PROBLEM: Copy all of the data below exactly as it is given.

PROVIDED INFORMATION:
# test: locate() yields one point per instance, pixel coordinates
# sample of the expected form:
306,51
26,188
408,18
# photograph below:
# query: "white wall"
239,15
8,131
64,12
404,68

TASK RESPONSE:
# test: locate() yields one point per instance, pixel coordinates
# sample of the expected form:
306,51
26,188
408,18
# photograph below:
# query: "white wall"
239,15
8,131
64,12
404,68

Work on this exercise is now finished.